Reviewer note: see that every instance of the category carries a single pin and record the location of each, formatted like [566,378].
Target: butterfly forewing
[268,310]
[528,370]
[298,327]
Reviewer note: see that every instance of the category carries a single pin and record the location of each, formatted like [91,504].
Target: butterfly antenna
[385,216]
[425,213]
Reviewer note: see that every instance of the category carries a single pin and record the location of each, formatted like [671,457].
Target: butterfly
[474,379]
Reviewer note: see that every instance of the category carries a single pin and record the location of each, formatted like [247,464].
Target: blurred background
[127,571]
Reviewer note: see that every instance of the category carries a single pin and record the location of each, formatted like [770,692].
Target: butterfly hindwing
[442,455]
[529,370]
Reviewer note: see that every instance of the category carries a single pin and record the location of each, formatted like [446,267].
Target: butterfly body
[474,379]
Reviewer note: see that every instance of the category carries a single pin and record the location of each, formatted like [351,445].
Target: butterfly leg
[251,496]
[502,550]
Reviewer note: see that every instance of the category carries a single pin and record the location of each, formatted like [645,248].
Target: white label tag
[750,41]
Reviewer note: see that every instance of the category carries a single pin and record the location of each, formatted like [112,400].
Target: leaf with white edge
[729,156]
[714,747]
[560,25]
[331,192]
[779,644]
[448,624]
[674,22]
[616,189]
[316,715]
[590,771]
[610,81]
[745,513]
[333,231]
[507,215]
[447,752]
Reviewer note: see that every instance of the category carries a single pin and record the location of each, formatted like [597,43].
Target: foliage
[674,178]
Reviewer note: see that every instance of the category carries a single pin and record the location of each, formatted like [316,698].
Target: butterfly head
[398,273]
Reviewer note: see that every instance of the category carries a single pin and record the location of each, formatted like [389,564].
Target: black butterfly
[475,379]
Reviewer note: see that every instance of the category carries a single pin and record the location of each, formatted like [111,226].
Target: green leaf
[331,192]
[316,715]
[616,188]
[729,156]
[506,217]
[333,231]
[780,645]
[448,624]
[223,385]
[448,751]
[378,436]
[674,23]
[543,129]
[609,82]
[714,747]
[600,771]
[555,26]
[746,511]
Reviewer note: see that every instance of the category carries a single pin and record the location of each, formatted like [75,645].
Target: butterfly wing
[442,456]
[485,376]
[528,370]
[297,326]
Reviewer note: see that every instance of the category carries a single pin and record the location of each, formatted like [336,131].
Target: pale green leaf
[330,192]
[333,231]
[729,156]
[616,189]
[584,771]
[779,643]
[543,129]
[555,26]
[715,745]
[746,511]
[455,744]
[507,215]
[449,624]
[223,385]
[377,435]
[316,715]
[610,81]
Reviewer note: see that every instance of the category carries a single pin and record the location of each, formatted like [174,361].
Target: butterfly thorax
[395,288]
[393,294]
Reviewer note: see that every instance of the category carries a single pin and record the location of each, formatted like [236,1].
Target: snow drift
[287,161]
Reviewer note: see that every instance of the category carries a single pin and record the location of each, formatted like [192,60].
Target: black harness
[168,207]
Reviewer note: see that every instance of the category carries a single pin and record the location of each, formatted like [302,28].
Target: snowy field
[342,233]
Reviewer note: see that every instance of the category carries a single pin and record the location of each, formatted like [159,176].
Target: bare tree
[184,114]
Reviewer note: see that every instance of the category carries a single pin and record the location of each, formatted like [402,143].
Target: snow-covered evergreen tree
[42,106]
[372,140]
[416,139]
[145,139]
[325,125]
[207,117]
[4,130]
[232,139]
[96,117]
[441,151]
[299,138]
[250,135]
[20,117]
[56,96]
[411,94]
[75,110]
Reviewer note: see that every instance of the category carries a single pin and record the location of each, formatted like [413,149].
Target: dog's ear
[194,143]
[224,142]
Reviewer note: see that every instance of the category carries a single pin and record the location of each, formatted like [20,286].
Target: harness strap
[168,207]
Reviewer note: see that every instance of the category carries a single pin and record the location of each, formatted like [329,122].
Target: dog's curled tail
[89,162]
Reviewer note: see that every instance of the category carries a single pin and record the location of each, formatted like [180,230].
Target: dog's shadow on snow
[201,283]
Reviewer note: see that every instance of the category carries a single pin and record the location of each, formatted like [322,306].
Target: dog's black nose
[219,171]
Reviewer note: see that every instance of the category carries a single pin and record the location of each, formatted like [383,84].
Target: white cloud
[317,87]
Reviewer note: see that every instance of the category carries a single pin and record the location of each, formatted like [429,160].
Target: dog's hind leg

########

» Given instruction: Repeat only what runs from the line holding "formatted like [180,230]." to the end of the data, keeping every line exactly as written, first and last included.

» Worked solution:
Reviewer note: see that every instance of the category carries a single pin and record the location of each, formatted like [180,230].
Target: dog's shadow on snow
[201,283]
Reviewer note: see that every instance of the category carries a single pin and record the location of each, formatted like [322,306].
Target: dog's black nose
[219,171]
Reviewer note: see that every instance of the category carries a single pin and record the location of each, formatted like [383,84].
Target: white cloud
[317,87]
Reviewer note: see that every instance of the category carries a single pin and record the location of each, formatted like [429,160].
Target: dog's hind leg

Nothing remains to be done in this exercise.